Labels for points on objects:
Begin
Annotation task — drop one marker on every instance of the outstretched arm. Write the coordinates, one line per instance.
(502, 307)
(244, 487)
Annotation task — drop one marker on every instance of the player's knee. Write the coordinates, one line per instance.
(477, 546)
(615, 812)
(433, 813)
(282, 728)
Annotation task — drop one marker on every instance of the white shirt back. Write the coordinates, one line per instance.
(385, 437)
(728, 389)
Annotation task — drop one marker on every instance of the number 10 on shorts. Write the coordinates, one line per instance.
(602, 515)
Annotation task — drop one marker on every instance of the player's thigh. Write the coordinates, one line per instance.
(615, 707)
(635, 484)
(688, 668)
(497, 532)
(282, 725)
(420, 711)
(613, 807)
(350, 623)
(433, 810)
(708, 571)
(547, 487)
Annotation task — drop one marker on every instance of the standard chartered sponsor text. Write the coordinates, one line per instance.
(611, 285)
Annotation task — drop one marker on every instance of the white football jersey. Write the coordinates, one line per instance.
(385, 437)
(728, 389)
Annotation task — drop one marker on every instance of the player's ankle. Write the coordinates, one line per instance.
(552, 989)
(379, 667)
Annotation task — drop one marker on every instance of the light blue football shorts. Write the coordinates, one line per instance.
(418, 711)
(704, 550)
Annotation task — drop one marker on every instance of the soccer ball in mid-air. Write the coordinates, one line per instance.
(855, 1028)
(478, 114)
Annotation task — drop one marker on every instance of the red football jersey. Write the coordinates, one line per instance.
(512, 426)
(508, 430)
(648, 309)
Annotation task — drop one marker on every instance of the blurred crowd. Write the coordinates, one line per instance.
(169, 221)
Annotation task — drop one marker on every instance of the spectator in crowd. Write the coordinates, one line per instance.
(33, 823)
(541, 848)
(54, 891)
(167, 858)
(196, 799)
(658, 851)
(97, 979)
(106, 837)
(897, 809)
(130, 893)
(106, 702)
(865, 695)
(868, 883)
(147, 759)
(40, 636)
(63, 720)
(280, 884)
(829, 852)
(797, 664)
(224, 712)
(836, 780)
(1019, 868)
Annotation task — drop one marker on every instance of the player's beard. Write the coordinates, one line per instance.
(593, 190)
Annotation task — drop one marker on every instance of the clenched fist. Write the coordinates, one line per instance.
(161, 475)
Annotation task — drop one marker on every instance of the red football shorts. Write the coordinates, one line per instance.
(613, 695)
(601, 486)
End
▸ REQUEST: Copy all of the entries above word for word, line by line and in the same order.

▸ SOLUTION TO THE PROBLEM:
Annotation task — drop one marker on every instance of the outstretched arm. Write the coordinates, one line per instance.
(502, 307)
(244, 487)
Annotation task — drop one marker on every instance of the player's knee. Write the coordinates, one line per instance.
(477, 546)
(615, 812)
(433, 813)
(282, 728)
Annotation task — drop one marker on every instance of the white shirt back. Write the coordinates, one line per instance.
(385, 437)
(728, 389)
Annotation task — drop one marker on every instance of the number 10 on shorts. Write the coordinates, one line per instance.
(602, 515)
Annotation task — drop one marker on every instance of the player's thigh. Write the coordinates, one line per instance.
(615, 707)
(635, 484)
(688, 668)
(497, 532)
(282, 725)
(420, 711)
(613, 807)
(350, 623)
(433, 810)
(708, 571)
(547, 487)
Annotation task — drop one marker on every instance of the standard chartered sponsor text. Write the coordinates, one line per instance.
(611, 285)
Annotation task — drop one marker on every instance of the white football jersey. Write the coordinates, one line per instance.
(385, 437)
(728, 389)
Annotation task — drop one marker on every instance of the player's ankle. Write the coordinates, one line per instance.
(552, 989)
(379, 667)
Annotation task — drop one marker on every instance of the light blue football shorts. Write the coordinates, one line per instance.
(418, 711)
(704, 550)
Annotation task — drop one marker on every instance of the soccer ball in mid-air. Write the coordinates, one line per instance.
(855, 1028)
(478, 114)
Annotation task — drop one marker on every instance of the red football jersey. Write the coordinates, one line per instance.
(512, 426)
(508, 430)
(648, 309)
Annotation task — drop one marker on every instance of the blurred crowd. Write the coordinates, one line per instance.
(169, 221)
Annotation task — drop one marker on every instance of the spectator in crowd. Write the coordinates, one line per instance.
(33, 823)
(541, 848)
(54, 891)
(167, 858)
(196, 799)
(658, 851)
(97, 979)
(106, 837)
(897, 809)
(130, 893)
(106, 702)
(865, 695)
(868, 883)
(147, 759)
(40, 636)
(63, 720)
(280, 884)
(829, 852)
(797, 664)
(224, 712)
(836, 780)
(1019, 868)
Annotation task — drop one marker on every instance of the player's beard. Write the coordinates, one line per instance.
(593, 190)
Annotation task — drop one marker on every instance of the clenched fist. Write the coordinates, one line per instance.
(161, 475)
Annotation task — drop one marker on every instance of the red football shorts. Write the coordinates, one line per instance.
(613, 695)
(601, 486)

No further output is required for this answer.